Dataset entries
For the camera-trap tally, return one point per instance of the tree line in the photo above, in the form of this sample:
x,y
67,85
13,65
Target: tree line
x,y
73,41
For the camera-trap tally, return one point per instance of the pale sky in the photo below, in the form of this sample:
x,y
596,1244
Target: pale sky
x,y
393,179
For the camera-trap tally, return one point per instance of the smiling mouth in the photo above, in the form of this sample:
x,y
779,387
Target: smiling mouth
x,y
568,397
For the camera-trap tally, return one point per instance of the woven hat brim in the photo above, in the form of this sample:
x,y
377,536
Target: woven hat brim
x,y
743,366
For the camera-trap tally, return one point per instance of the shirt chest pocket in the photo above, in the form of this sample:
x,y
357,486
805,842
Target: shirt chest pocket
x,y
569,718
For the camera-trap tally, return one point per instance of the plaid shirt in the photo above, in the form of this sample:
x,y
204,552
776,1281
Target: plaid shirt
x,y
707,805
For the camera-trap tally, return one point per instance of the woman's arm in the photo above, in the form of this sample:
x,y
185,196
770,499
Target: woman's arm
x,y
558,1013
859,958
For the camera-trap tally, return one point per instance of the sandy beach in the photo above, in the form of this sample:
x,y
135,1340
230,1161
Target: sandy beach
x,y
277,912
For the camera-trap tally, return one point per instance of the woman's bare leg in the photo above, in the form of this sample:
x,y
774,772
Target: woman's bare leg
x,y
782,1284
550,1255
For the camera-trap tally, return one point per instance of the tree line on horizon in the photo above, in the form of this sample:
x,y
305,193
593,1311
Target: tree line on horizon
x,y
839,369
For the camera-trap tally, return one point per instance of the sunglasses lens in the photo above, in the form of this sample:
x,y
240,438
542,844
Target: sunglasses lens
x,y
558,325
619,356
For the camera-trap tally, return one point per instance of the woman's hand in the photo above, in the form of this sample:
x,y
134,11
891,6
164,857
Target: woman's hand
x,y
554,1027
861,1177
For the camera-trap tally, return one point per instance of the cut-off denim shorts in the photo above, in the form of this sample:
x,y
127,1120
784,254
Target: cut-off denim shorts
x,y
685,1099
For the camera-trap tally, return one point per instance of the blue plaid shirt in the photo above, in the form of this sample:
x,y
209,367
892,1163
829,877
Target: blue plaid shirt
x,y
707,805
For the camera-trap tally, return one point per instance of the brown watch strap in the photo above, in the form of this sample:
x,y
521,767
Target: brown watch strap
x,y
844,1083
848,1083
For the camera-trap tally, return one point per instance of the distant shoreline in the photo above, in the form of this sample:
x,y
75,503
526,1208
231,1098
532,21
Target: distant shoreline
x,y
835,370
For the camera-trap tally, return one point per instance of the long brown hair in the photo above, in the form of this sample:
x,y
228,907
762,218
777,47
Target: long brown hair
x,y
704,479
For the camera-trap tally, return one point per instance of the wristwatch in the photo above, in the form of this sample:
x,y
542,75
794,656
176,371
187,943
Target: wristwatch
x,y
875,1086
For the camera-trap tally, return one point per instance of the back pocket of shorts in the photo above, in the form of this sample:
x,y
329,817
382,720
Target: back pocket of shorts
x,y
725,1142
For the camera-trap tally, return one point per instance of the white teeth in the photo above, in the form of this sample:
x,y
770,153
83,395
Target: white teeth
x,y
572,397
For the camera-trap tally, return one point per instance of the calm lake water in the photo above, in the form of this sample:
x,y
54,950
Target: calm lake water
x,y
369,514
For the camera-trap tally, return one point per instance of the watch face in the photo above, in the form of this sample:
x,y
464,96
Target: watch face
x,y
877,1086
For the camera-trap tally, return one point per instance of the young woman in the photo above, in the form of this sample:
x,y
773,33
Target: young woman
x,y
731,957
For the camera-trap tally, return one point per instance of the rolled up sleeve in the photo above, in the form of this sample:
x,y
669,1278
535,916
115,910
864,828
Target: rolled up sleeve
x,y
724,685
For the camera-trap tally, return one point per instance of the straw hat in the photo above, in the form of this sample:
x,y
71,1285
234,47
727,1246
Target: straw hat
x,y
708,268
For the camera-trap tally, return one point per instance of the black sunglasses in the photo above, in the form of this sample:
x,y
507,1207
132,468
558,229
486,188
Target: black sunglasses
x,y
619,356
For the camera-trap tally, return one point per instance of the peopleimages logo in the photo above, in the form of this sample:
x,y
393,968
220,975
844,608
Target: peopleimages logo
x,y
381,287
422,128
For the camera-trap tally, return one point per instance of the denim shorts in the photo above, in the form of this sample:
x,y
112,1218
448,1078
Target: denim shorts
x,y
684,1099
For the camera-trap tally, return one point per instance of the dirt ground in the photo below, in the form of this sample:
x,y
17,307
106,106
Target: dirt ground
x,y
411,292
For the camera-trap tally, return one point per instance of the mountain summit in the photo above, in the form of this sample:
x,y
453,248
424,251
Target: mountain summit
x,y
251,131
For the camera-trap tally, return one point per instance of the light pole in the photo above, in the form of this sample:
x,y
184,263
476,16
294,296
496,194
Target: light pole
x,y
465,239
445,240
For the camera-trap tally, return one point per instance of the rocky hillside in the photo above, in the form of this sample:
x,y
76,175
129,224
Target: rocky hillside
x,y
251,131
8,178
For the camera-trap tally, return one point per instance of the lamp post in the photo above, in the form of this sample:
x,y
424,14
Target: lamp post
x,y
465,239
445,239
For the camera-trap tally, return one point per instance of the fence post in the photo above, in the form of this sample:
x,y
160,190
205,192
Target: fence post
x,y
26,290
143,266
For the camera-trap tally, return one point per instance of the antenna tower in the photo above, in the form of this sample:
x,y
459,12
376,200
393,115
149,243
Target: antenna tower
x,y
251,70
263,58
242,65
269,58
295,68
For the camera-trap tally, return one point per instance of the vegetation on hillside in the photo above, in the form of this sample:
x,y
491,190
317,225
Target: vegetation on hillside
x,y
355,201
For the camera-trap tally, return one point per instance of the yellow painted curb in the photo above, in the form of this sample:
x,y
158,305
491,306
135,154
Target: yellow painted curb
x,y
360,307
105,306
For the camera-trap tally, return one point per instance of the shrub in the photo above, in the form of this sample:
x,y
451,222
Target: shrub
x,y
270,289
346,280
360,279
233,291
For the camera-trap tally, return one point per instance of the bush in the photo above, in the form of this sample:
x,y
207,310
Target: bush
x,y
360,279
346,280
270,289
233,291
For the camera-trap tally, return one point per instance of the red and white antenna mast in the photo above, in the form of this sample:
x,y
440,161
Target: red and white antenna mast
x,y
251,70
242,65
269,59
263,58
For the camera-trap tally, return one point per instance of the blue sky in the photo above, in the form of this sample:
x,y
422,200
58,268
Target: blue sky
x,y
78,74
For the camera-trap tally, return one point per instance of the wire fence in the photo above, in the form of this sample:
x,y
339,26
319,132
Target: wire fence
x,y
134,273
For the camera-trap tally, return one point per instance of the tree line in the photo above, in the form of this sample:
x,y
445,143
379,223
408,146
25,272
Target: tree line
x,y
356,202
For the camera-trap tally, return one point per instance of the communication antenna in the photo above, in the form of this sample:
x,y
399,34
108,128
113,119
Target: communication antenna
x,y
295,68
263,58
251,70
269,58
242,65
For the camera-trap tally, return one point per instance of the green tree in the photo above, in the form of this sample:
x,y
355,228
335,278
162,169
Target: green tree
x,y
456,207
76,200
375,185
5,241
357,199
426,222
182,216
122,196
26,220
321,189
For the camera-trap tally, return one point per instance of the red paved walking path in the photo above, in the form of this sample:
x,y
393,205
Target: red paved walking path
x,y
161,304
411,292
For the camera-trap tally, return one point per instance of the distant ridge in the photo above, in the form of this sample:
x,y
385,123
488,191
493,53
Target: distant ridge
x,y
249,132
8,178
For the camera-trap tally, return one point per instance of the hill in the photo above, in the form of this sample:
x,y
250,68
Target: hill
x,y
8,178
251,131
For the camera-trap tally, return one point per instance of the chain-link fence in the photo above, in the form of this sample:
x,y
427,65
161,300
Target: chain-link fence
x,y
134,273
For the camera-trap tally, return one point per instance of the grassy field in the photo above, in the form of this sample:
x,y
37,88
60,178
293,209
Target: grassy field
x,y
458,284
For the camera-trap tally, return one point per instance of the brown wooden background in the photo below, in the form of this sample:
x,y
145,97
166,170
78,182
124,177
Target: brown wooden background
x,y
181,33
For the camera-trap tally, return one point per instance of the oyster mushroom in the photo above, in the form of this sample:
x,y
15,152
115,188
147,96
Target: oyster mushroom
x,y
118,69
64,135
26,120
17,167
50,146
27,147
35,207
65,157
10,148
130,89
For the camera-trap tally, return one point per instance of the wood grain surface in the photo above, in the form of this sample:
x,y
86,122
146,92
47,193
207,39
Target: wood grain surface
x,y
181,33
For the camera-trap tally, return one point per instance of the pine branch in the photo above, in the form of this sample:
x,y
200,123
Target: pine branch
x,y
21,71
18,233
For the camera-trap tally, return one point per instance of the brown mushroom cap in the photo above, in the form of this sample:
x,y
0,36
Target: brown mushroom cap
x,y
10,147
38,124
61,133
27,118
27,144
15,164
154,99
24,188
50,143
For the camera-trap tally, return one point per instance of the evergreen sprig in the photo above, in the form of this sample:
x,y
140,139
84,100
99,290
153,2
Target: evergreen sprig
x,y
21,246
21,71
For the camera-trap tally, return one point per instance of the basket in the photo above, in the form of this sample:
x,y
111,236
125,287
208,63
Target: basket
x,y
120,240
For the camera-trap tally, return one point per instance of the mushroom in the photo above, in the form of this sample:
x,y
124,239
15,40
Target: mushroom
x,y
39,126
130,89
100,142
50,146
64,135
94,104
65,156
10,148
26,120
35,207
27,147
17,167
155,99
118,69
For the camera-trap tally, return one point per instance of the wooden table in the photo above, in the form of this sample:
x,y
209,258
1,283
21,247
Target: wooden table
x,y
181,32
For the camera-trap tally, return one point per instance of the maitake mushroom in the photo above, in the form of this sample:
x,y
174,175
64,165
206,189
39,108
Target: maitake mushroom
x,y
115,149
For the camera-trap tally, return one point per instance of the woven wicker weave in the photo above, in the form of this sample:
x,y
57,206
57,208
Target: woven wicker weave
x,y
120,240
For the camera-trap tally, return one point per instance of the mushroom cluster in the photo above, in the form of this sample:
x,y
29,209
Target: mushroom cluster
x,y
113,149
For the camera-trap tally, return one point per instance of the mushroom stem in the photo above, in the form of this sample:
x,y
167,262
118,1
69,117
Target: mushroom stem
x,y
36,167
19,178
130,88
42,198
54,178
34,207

• [How to complete this task]
All lines above containing the string "below": copy each one.

• [Response box]
For the camera-trap tally, return one point per instance of the pale sky in the photo below, in the form of this sample:
For the camera-trap tally, return one point per instance of the dirt ground in the photo below, in the form of this sample:
For the camera-trap tally, return one point per instance of the brown wooden background in the photo below, in the form of this sample:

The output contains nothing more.